Stated task
Repeat all of the material below word for word, and leave the pictures out of your answer.

┌──

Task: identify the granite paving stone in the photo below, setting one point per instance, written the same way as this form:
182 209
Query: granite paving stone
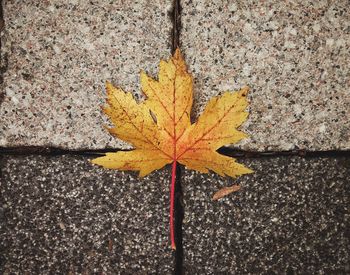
294 55
60 53
291 216
62 215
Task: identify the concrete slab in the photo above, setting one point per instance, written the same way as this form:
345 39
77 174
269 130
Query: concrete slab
295 57
61 215
60 53
290 217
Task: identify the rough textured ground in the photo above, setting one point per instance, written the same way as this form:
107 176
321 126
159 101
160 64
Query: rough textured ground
290 217
61 215
294 55
60 54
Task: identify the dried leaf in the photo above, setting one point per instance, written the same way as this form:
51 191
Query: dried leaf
225 191
160 129
172 137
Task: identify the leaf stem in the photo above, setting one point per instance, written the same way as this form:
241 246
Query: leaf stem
172 194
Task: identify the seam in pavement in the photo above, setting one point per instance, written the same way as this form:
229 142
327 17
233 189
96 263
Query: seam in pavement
178 198
3 58
236 153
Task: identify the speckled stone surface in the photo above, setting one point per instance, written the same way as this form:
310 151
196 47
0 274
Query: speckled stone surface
60 215
291 216
293 54
60 55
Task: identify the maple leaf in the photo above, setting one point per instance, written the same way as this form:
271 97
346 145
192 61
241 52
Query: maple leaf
161 132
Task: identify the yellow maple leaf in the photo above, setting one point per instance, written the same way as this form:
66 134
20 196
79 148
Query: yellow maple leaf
161 132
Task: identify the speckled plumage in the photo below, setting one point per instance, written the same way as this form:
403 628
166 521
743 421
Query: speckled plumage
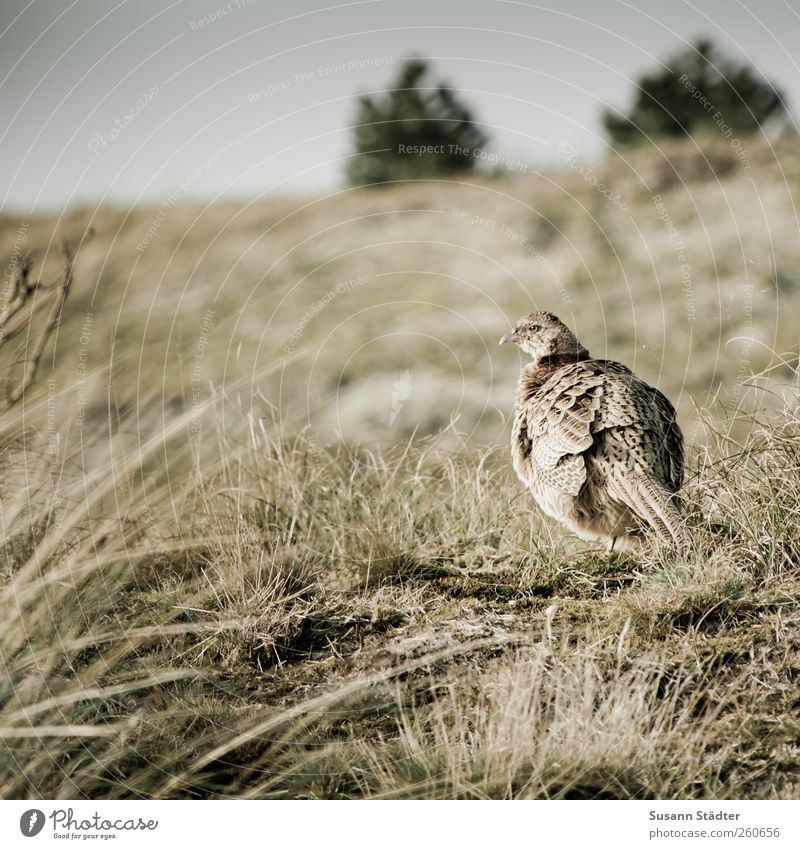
599 449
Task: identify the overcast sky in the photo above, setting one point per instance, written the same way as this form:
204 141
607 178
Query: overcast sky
134 101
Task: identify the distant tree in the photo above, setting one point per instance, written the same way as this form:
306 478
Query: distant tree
702 90
415 130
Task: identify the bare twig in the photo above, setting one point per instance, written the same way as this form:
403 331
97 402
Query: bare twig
21 289
61 290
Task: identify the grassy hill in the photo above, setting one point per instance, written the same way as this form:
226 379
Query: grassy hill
261 534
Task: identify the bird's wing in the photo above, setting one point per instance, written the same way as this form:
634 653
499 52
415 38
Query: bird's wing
565 417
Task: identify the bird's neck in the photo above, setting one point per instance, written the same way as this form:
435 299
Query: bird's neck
541 369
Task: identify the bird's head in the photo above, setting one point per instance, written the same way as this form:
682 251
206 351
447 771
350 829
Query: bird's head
541 334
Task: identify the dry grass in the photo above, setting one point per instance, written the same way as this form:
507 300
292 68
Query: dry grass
286 641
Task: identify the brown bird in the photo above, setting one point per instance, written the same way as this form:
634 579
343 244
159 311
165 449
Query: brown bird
599 448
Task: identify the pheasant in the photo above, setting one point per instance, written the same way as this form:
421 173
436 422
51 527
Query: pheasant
599 449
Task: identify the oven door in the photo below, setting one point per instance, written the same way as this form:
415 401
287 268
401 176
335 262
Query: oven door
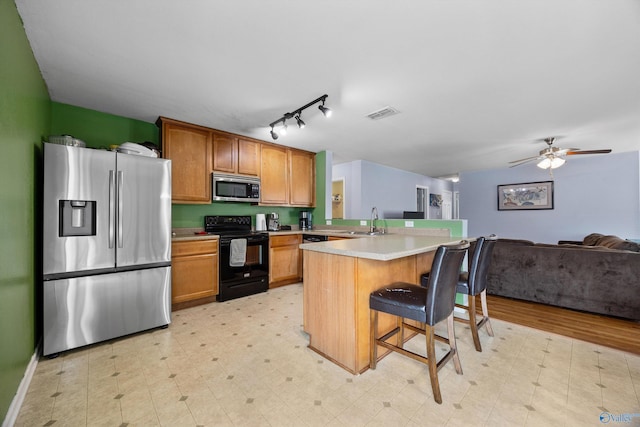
250 278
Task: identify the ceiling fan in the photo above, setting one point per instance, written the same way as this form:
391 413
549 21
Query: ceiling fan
553 157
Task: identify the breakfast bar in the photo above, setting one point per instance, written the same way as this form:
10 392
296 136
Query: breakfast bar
338 278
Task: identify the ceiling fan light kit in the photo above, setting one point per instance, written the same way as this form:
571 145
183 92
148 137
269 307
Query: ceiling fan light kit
282 129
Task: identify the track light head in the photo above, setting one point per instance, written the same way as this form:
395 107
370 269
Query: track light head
326 111
282 130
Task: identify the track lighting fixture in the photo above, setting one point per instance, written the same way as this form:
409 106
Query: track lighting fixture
274 134
326 111
296 114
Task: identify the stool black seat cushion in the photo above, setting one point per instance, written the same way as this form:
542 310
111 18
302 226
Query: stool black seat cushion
401 299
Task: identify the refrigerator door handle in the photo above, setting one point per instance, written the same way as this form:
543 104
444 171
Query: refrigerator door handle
112 197
120 207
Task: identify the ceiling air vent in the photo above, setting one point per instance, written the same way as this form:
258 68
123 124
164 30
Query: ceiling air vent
382 113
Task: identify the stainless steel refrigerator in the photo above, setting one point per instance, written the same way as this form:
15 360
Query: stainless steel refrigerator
106 245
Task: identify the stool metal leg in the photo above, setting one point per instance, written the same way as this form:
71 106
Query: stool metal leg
373 327
453 345
473 324
485 312
432 364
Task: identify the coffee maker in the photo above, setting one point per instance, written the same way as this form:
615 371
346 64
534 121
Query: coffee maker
305 220
273 222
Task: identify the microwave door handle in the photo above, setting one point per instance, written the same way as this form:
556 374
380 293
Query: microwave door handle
112 196
120 207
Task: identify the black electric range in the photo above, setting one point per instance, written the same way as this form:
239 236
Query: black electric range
244 264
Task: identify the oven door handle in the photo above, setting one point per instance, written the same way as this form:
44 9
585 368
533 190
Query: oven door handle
226 241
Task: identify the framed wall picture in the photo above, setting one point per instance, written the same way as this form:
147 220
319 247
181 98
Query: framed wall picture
525 196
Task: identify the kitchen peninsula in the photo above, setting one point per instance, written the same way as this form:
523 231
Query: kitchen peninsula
338 278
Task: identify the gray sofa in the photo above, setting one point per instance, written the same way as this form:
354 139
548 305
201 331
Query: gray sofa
600 275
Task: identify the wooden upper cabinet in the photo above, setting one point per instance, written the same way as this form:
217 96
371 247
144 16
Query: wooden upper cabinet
232 154
189 148
274 175
248 157
225 153
302 178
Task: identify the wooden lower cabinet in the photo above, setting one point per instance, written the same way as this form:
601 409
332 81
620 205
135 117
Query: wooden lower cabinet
194 272
285 261
336 302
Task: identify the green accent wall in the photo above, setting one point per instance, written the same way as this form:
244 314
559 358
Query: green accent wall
24 120
99 130
455 226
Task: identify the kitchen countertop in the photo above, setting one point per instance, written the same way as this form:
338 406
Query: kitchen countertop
187 234
382 247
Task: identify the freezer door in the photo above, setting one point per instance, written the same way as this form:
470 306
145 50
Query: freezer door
78 209
143 230
86 310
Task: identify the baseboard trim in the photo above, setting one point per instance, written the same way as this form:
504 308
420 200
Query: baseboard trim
18 399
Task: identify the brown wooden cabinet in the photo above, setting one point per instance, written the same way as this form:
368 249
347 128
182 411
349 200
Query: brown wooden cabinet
189 148
274 176
248 157
236 155
287 177
302 178
285 261
194 271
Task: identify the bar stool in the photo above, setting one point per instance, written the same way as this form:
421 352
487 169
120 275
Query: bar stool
428 305
474 283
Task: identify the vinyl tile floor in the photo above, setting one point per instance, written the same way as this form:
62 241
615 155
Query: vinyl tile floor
245 362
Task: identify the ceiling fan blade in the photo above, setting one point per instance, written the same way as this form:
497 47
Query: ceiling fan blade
523 161
570 153
527 159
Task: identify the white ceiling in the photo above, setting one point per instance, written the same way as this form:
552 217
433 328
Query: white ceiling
477 82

└──

Result
Task: identify the granite paving stone in the photo below, setting one point per instance, written the same way as this form:
182 209
Query: granite paving stone
294 55
60 53
291 216
62 215
Task: identify the concrete slab in the photo above, setting one point per instance, written the same way as this form:
345 39
77 174
269 130
Query: concrete slab
295 57
61 215
60 53
290 217
Task: identify the rough textured ground in the photo above, setting one point per instance, written the same way as this form:
107 176
321 126
159 101
160 64
Query: rough textured ground
290 217
61 215
294 55
60 54
Task: identify the dried leaf in the photo above, setting one point per instance, written the same way as this form:
51 191
Query: dried leaf
225 191
160 129
172 137
Task: identify the leaf stem in the photo above, setting one point per instance, written the same way as this form:
241 246
Query: leaf stem
172 194
Task: identify the seam in pavement in the photo above, setting one point per instance, written the same way as this form:
229 142
327 17
233 189
96 263
Query: seam in pavement
178 198
3 58
236 153
Task: identify the speckled stone surface in the photo above, setting one point per instance, written the same way as this form:
310 151
196 47
0 274
Query: speckled stone surface
60 215
291 216
293 54
60 55
Task: identify the maple leaf in the photo above, setting one point per instance, written the same way as this form:
271 97
346 145
192 61
241 52
Query: maple leaf
161 132
Task: identify the yellow maple leaf in the photo above, setting one point per instance, written the same way as this form:
66 134
20 196
79 148
Query: yellow maple leaf
161 132
Task: identify the speckled plumage in the photo below, setting one point per instance, written the same way as this form:
403 628
166 521
743 421
Query: speckled plumage
599 449
Task: identify the overcast sky in the photo above, setting one point per instance, written the same way as this form:
204 141
607 178
Query: overcast sky
134 101
Task: identify the distant tree in the photo above, setting one point per instance, written the same way as this form:
306 478
Query: distant tree
702 90
415 130
Task: identify the bare twig in the photo above, setting one point per instance, written the same way as this form:
403 331
97 402
Query: bare twig
21 289
61 290
Task: identify the grassy hill in the photo above, setting one point per instance, written the same way as this form:
226 379
Query: grassy hill
261 534
Task: identify the bird's wing in the photo above, setting one point per instance, written the same way as this form:
634 653
499 52
415 38
Query: bird's wing
565 417
Task: identify the bird's neck in the photo above, setting one point per instance, written the same way as this form:
435 299
Query: bird's neck
541 369
Task: identify the bird's head in the photo above, setting one point per instance, written the same way as this form:
682 251
206 351
447 771
350 829
Query: bird's head
541 334
Task: identify the dry grass in the photo above, setting one point per instance, written the same way as this form:
507 300
292 68
Query: dry grass
286 641
Task: identify the brown bird in the photo above, setting one point per instance, written the same way as this form:
634 579
343 244
159 311
165 449
Query: brown bird
599 448
Task: identify the pheasant in the photo above, setting one point per instance, written the same way as this form:
421 173
436 422
51 527
Query: pheasant
599 449
Task: identify the oven door in the photo below, setting one point per instance, written the same way as this form:
415 401
287 268
401 176
335 262
Query: oven door
250 278
Task: identify the ceiling fan in the photo above, setting one point per instance, written the same way as this form:
391 413
549 21
Query: ceiling fan
553 157
Task: identify the breakfast bar in the photo above, setting one point per instance, written the same way as this form:
10 392
296 136
Query: breakfast bar
338 278
Task: identify the ceiling fan light kit in the photo above, setting one point per instance, written the same way as this form:
571 145
183 92
148 137
269 307
Query: ceiling fan light kit
282 129
Task: identify the track light head in the photo above, setting one point per instance, written the same way as this form:
395 107
370 269
Query: track light head
326 111
282 130
Task: identify the track lighting fixture in the photo above, setting one point per instance, written the same way as this form:
409 106
Query: track lighting fixture
274 134
326 111
296 114
Task: identify the stool black seat cushion in the photo above, setting one point per instance, written the same way as this form:
542 310
111 18
302 226
Query: stool black seat cushion
401 299
Task: identify the refrigerator door handle in the photo above, setting one point per instance, written the same way as this form:
543 104
444 171
Query: refrigerator door handle
112 197
120 207
Task: identify the ceiling air vent in the photo above, setting one point per instance, written the same way as this form:
258 68
123 124
164 30
Query: ceiling air vent
382 113
Task: identify the stainless steel refrigerator in the photo above, setting one point per instance, written the same way as this form:
15 360
Query: stainless steel refrigerator
106 245
Task: identify the stool metal leg in the photo above, setting one point per instance, written the same way as this form:
71 106
Query: stool metal leg
373 327
453 345
473 324
485 312
432 364
Task: identify the coffee maker in the photo above, setting one point per instance, written the same way as this form:
615 371
346 64
534 121
Query: coffee maker
305 220
273 222
Task: identify the microwave door handle in the photo above, setting one point per instance, written the same way as this form:
556 374
380 293
Query: microwave door handle
112 196
120 207
Task: identify the black electric range in the photo above, setting one point per instance, written the same way as this form:
239 236
Query: black electric range
244 264
Task: identify the oven door handle in the photo above, setting one point per instance, written the same way as this form:
44 9
585 368
533 190
Query: oven door handle
226 241
Task: identify the framed wall picture in the photo above, setting one point per instance, written the same way as this form:
147 220
319 247
181 98
Query: framed wall picture
525 196
Task: identify the kitchen peninsula in the photo above, setting one point per instance, written the same way as this form:
523 231
Query: kitchen peninsula
338 278
Task: identify the gray sofa in the photo above, setting one point per instance, written the same way as this form:
354 139
548 305
201 331
Query: gray sofa
600 275
Task: identify the wooden upper cabinet in the photo above, setting one point per instance, written the same way as this form:
217 96
371 247
144 16
Query: wooden upper cabinet
232 154
189 148
274 175
248 157
225 153
302 178
Task: identify the wooden lower cabinet in the photo above, setting one point per instance, written the same way as this form:
601 409
332 81
620 205
135 117
Query: wooden lower cabinet
194 272
285 261
336 302
Task: identify the green accent wall in the photo above, setting one point per instance, written the same way as this form:
244 314
559 358
Query: green accent wall
24 120
99 130
455 226
Task: identify the kitchen countertop in the photo above, setting one point per instance, written the same way as this form:
338 406
Query: kitchen countertop
187 234
382 247
Task: identify the freezer door in the photo above, setting one point per instance, written the same way as this form:
470 306
145 50
Query: freezer door
78 209
143 230
86 310
Task: identify the baseboard trim in the photo above, setting one point per instance, written the same way as this form:
504 308
420 200
Query: baseboard trim
18 399
Task: identify the brown wooden cabinet in the photo above, setting one point per instance, written the same way as this form:
368 249
347 128
182 411
349 200
Query: brown wooden cabinet
189 148
274 176
248 157
236 155
287 177
302 178
285 261
194 271
Task: identify the bar stool in the photo above, setting one point per instance, written the same way as this form:
421 352
487 169
120 275
Query: bar stool
428 305
474 283
Task: identify the vinyl tile floor in the photo above, setting one point per instance, written the same way as this form:
62 241
615 155
Query: vinyl tile floor
245 362
Task: identify the ceiling fan blade in the photo above, setting one point per instance, written the same way as this form:
497 47
Query: ceiling fan blade
523 161
570 153
527 159
Task: identify the white ceiling in the photo above, setting one point per instance, written the same way as this form:
552 217
433 328
Query: white ceiling
477 82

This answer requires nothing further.